Short task 1:
According to the article below on China's cryptocurrency trading ban, which three exchanges moved to Hong Kong?
--- Passage ---
According to an internal memo obtained by Bloomberg and Reuters, the People’s Bank of China (PBoC) vice governor Pan Gongsheng has encouraged the government to ...
According to an internal memo obtained by Bloomberg and Reuters, the People’s Bank of China (PBoC) vice governor Pan Gongsheng has encouraged the government to enforce a complete ban on cryptocurrency trading.
Last year, the Chinese government banned cryptocurrency exchanges from operating, closing down Huobi, BTCC, OKCoin, and other large-scale trading platforms. Consequently, major exchanges left to Hong Kong and have been operating cryptocurrency-to-fiat OTC trading platforms ever since.
The Chinese government cannot prevent Huobi Pro, BTCC, and OKEx, three of the largest cryptocurrency exchanges in the Chinese market that migrated to Hong Kong, from operating because they have based their companies outside the jurisdiction of the Chinese government.
But, PBoC governor Pan Gongsheng has suggested the Chinese government to shutdown OTC platforms and exchanges within mainland China to ensure that cryptocurrency trading ban is strictly enforced.
--- Extracted entries ---
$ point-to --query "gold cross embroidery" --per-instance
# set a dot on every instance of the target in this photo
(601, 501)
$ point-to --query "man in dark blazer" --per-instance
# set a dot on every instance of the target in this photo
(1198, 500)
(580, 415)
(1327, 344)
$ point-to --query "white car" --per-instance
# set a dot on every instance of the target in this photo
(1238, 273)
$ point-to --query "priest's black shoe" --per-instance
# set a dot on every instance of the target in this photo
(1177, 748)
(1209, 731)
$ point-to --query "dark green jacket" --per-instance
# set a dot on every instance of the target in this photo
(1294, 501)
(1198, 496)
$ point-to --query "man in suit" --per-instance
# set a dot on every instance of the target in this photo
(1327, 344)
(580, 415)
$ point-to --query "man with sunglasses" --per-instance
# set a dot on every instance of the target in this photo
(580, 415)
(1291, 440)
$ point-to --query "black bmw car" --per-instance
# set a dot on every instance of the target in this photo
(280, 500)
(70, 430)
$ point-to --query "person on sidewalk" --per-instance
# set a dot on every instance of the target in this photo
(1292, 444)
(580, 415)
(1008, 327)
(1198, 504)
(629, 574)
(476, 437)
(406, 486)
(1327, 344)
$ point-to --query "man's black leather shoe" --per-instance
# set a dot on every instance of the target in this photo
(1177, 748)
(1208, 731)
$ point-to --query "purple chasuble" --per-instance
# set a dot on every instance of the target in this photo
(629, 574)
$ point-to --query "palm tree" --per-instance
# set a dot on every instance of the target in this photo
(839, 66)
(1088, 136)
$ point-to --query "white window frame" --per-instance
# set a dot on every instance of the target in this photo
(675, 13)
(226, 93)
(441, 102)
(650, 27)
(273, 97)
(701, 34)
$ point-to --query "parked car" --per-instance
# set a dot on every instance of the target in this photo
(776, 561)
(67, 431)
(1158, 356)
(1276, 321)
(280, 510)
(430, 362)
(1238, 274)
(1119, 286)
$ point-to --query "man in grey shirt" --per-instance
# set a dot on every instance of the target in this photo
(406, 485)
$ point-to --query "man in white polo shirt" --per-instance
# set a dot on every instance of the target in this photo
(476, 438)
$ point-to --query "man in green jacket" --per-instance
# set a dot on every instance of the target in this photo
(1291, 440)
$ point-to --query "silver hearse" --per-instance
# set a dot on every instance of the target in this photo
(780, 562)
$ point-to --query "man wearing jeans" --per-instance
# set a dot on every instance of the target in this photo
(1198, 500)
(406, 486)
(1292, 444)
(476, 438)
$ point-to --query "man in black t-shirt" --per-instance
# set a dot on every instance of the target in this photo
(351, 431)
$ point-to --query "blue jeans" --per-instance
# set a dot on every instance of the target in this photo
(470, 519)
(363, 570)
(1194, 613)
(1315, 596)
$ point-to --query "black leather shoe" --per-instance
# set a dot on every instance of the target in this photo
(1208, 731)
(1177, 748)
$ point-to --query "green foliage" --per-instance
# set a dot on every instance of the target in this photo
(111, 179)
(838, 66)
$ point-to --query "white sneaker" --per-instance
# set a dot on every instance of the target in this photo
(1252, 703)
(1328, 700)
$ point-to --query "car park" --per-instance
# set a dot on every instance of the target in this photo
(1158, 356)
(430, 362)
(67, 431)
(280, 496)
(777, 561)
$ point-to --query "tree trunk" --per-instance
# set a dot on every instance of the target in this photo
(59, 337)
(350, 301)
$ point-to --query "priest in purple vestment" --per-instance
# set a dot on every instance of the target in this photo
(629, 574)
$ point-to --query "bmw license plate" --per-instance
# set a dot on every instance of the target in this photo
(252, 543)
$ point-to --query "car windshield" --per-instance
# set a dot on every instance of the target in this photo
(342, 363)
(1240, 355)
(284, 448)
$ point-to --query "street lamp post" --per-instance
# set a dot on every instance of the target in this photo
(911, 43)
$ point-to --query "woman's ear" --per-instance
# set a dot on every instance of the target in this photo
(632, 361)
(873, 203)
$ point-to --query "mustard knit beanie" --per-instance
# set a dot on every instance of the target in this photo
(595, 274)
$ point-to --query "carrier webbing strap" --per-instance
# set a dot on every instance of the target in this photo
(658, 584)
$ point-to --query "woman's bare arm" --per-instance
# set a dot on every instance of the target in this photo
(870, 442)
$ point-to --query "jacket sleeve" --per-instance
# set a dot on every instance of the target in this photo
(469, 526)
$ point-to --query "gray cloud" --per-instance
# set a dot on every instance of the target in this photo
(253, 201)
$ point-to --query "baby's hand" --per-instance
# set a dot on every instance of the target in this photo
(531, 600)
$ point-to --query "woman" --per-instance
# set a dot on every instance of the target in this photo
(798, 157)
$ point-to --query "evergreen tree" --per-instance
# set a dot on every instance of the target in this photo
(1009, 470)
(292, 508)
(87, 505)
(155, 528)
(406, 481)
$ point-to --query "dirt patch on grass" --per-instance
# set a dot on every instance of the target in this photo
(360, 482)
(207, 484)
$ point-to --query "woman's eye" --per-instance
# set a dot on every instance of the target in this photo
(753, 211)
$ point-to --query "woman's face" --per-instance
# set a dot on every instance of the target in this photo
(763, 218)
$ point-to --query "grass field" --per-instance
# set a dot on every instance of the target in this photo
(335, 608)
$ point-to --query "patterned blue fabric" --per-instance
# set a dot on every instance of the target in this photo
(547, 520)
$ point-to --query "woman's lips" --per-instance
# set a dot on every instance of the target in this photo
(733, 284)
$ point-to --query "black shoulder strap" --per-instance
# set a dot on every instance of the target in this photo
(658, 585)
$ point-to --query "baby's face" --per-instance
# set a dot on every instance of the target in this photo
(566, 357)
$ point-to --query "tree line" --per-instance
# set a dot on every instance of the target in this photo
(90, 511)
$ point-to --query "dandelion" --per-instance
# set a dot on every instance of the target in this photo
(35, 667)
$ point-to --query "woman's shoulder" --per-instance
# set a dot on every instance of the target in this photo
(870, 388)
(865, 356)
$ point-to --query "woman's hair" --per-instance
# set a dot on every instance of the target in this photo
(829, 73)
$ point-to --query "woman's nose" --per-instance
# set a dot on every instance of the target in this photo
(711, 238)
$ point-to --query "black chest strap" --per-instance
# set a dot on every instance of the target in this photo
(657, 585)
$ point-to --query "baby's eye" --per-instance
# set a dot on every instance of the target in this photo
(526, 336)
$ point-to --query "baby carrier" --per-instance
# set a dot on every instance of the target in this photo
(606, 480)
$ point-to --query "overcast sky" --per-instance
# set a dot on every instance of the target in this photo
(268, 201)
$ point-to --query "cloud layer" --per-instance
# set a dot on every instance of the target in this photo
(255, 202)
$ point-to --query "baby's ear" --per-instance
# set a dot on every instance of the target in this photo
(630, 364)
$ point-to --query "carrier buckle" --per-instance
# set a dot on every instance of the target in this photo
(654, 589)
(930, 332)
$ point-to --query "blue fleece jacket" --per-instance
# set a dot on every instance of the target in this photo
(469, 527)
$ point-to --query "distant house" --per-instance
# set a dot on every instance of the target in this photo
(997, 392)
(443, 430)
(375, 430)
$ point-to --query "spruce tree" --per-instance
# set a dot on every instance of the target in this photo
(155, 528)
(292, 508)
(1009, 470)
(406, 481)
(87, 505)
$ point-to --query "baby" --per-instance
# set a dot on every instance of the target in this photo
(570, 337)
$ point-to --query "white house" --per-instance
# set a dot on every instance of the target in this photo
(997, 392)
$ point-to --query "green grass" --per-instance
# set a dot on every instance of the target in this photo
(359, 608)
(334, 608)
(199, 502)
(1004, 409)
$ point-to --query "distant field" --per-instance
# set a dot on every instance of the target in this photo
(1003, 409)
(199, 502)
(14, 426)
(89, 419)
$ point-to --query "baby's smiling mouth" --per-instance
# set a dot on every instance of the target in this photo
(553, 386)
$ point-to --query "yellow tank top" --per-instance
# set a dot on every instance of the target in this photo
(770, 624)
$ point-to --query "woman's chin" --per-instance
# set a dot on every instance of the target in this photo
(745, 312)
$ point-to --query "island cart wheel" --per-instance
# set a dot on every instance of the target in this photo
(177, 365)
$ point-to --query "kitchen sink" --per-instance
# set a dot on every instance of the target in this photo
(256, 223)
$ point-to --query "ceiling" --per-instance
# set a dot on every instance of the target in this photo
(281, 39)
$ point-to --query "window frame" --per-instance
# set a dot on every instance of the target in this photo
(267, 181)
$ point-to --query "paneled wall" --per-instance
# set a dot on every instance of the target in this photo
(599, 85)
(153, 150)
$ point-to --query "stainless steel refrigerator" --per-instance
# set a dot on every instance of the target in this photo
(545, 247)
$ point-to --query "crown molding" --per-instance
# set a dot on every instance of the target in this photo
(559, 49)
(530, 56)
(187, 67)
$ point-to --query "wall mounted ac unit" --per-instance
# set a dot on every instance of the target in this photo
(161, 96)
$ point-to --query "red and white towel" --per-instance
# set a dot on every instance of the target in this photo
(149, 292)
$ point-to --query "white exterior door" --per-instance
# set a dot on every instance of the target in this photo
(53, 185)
---
Short task 2:
Turn the recorded data lines, from the start of the records through the line holding "(1238, 273)", inclusive, into a JSON list of strings with one string per line and no blank lines.

Exercise result 1:
Huobi Pro, BTCC, and OKEx.

Exercise result 2:
[
  "$ point-to --query \"gold cross embroidery\" --per-instance",
  "# set a dot on every instance of the target in this photo",
  "(601, 501)",
  "$ point-to --query \"man in dark blazer\" --per-instance",
  "# set a dot on every instance of the target in this photo",
  "(1198, 500)",
  "(580, 415)",
  "(1327, 344)",
  "$ point-to --query \"white car\" --per-instance",
  "# set a dot on every instance of the target in this photo",
  "(1238, 273)"
]